**DIRECTIONS:** Copy the lines below verbatim, but only from the line containing "of the cloud" through the end of the data.

EXTRACTED DATA START

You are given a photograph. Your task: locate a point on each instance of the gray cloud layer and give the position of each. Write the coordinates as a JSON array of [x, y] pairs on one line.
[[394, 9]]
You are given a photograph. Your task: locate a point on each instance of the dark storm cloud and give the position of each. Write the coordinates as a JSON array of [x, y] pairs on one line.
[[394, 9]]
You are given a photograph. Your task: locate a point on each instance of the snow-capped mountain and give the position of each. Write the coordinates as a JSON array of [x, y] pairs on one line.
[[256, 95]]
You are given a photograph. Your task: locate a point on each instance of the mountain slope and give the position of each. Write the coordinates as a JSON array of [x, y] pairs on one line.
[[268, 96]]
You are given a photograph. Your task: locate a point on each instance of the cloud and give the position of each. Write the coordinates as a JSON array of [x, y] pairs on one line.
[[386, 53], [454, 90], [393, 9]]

EXTRACTED DATA END

**SOLUTION BELOW:**
You are given a photograph. Your task: locate a point on each instance of the cloud and give the position of each. Write the coordinates as a JSON array of [x, y] pairs on one line.
[[386, 53], [454, 90], [393, 9]]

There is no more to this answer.